§ Selected extract
BEGIN

[plt-scheme] Re: to define, or to let

From: Matthias Felleisen (matthias at ccs.neu.edu)
Date: Wed Apr 7 08:47:15 EDT 2004

It is not about incompatibilty but interpreting certain clauses
with an iron, eh, fist. For example, nothing in the report says
that a Scheme cannot evaluate left to right. Or that a Scheme
doesn't have to signal all the errors from invariant violations.
So mzscheme does such things.  -- Matthias


On Apr 6, 2004, at 11:33 PM, Bill Richter wrote:

>   For list-related administrative tasks:
>   http://list.cs.brown.edu/mailman/listinfo/plt-scheme
>
> Matthias Felleisen wrote very interesting and explosive stuff on
> Sun, 21 Mar 2004, and I'd like to hear a lot about this:
>
>    This is an extra that brings mzscheme close to safety, a property
>    that R5RS doesn't seem to care about, yet is critical for a
>    unityped ("dynamically typed", "tagged") programming language, that
>    should play a role over the next 50 years.
>
>    C++ is bad because its type system is unsound.  (R5RS) Scheme is
>    bad because it isn't (as) safe (as ordinary human reasoning can
>    make it).  Java and mzscheme show that these flaws don't have to be
>    an integral part of languages.
>
>    I'd like to thank Matthew here for showing with mzscheme that
>    Scheme is a language that is worthy of some consideration. Without
>    his efforts, Scheme wouldn't deserve the attention that it still
>    gets.
>
> How can mzscheme become as safe as ordinary human reasoning can make
> it, by possibly departing from the standard, is this all about typing?
> I didn't follow the thread, but let me offer a comment anyway:
>
> Here's a pedagogical advantage to mzscheme being RnRS incompatible:
>
> Users could then embrace all DrScheme features, and not worry about
> compatibility.  I've been using DrScheme/PrettyBig for 1.5 years on
> some computer algebra, and I've found it very helpful.  I just started
> coding again after a long time off, so I'd forgotten everything, and
> I'm not a good programmer anyway.  Well, I found in my latest coding
> experience that I could get DrScheme to do what I wanted, and quickly.
> It was under 500 lines of code, but I debugged it fast, and it was
> helpful on a Math problem (not quite solved).  I attribute my coding
> success to various features in list.ss, like filter, memf, quicksort,
> mergesort, remove, and even simple ones, like first, second, & rest.
>
> Well, of course I could port these up myself if I used a different
> Scheme, such as Gambit (for speed).  But I'd be a better coder if I
> was using DrScheme features I *don't* know how to port, principally
> the define-struct features.  And of course there's macros, which I
> don't know a think about yet. So it'd be helpful if I knew that
> mzscheme was fundamentally incompatible with RnRS.

END

§ Tasks to complete
A. According to the post, in what order does nothing in the report say a Scheme cannot evaluate?
B. Rewrite everything in the post from "From: Matthias Felleisen" down to "from invariant violations.", replacing "report" with "standard".
The listing has no connection to the post.

§ Input data
BEGIN

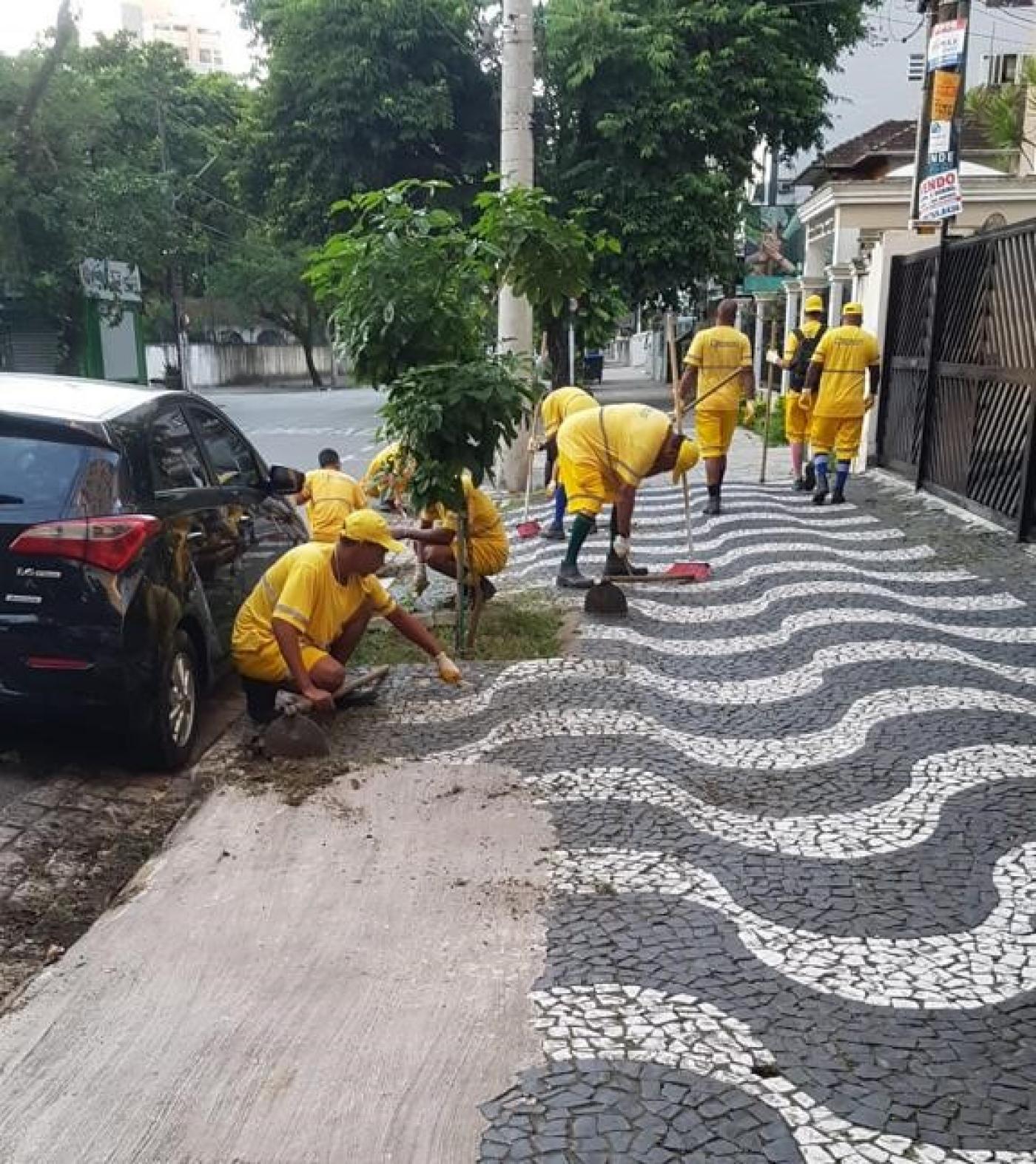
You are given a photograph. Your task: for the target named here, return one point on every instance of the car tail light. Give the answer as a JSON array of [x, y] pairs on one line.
[[111, 542]]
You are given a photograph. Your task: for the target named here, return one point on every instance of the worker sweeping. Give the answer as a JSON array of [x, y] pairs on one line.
[[716, 354], [329, 496], [603, 455], [798, 349], [304, 619], [388, 479], [487, 550], [838, 375], [556, 408]]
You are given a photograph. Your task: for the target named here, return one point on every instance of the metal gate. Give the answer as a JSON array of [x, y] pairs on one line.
[[958, 403]]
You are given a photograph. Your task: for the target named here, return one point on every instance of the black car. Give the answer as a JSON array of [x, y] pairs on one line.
[[133, 524]]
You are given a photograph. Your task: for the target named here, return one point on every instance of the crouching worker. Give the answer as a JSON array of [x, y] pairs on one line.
[[305, 617], [556, 408], [488, 548], [603, 455]]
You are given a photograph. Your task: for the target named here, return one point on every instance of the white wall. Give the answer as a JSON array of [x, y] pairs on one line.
[[213, 366]]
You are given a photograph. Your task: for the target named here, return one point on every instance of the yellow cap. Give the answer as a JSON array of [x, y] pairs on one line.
[[366, 525], [687, 459]]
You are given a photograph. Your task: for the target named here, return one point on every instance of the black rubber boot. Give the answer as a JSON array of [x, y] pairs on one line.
[[622, 567], [570, 579]]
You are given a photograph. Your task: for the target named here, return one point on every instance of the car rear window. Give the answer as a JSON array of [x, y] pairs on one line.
[[41, 480]]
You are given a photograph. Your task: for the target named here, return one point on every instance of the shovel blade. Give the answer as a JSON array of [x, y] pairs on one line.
[[295, 739]]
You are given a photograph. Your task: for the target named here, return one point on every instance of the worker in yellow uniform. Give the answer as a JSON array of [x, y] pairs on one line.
[[556, 408], [309, 611], [387, 479], [719, 377], [800, 345], [838, 375], [603, 457], [488, 548], [329, 497]]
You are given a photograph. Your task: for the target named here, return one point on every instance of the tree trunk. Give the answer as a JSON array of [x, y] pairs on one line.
[[311, 365]]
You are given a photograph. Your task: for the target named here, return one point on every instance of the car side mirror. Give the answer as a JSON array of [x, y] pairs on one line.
[[286, 482]]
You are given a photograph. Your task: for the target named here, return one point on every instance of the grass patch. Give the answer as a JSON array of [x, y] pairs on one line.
[[511, 629], [778, 436]]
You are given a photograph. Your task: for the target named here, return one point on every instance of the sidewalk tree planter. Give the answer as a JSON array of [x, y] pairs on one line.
[[411, 292]]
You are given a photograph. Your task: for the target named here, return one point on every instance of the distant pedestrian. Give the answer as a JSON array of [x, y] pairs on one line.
[[329, 497], [719, 375], [838, 375], [387, 479], [798, 349], [556, 408], [603, 457]]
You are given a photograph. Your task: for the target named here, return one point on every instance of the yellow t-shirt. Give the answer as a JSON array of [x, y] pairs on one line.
[[561, 404], [845, 354], [381, 467], [623, 439], [717, 351], [485, 520], [329, 496], [300, 589]]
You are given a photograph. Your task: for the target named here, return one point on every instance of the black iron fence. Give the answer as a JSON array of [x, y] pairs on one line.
[[958, 404]]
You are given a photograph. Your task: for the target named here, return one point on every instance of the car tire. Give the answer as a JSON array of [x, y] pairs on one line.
[[172, 730]]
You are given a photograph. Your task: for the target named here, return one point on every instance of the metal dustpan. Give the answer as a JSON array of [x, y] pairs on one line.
[[295, 736]]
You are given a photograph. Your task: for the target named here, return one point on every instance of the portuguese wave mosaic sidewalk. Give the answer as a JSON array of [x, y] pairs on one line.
[[794, 901]]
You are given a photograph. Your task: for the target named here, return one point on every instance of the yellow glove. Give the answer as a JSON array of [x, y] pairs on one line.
[[448, 670]]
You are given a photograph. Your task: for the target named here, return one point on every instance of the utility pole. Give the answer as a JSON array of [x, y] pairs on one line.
[[517, 169], [176, 275]]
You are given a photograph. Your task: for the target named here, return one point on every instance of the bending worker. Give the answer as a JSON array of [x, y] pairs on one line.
[[309, 611], [838, 375], [556, 408], [387, 479], [603, 455], [329, 497], [719, 376], [798, 349], [488, 548]]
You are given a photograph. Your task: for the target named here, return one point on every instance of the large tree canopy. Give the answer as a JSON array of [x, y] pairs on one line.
[[654, 110], [365, 93]]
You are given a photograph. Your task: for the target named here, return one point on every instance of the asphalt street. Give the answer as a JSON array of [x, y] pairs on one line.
[[292, 426]]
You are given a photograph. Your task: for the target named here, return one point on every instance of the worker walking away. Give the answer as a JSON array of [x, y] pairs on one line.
[[556, 408], [387, 479], [488, 548], [719, 375], [838, 375], [304, 619], [798, 349], [329, 496], [603, 457]]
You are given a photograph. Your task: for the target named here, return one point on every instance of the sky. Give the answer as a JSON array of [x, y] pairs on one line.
[[21, 22]]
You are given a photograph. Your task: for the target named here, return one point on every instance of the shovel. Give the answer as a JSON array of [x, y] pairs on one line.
[[294, 736]]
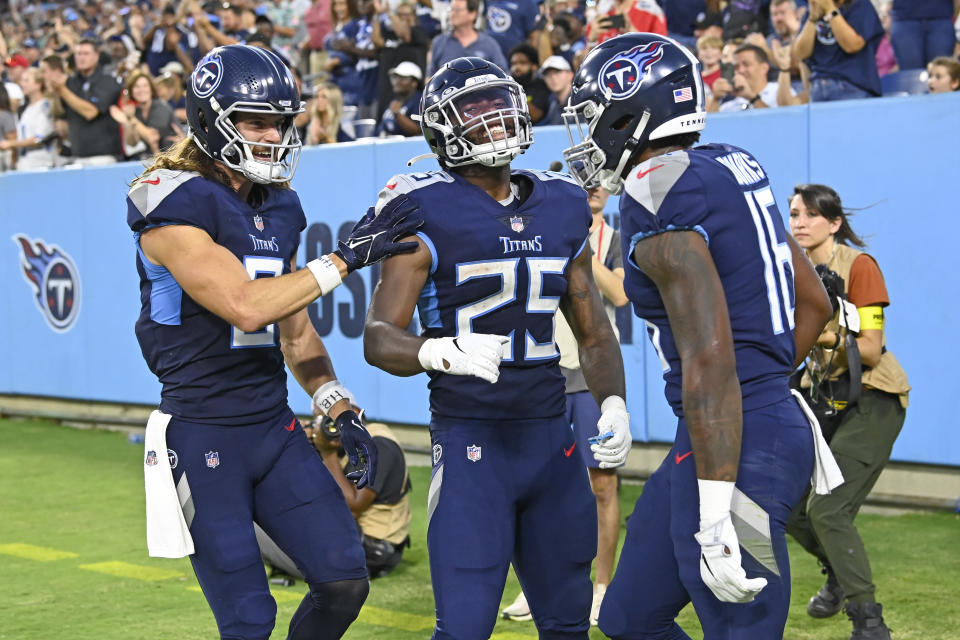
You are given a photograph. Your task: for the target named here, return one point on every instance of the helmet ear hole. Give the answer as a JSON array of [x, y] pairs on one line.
[[622, 122]]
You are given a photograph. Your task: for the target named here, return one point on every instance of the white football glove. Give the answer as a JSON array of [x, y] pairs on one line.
[[611, 451], [472, 354], [720, 567]]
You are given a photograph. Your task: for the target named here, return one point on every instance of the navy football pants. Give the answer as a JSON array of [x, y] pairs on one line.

END

§ Your responses
A. Left to right.

B.
From: Matthias Felleisen (matthias at ccs.neu.edu)
Date: Wed Apr 7 08:47:15 EDT 2004

It is not about incompatibilty but interpreting certain clauses
with an iron, eh, fist. For example, nothing in the standard says
that a Scheme cannot evaluate left to right. Or that a Scheme
doesn't have to signal all the errors from invariant violations.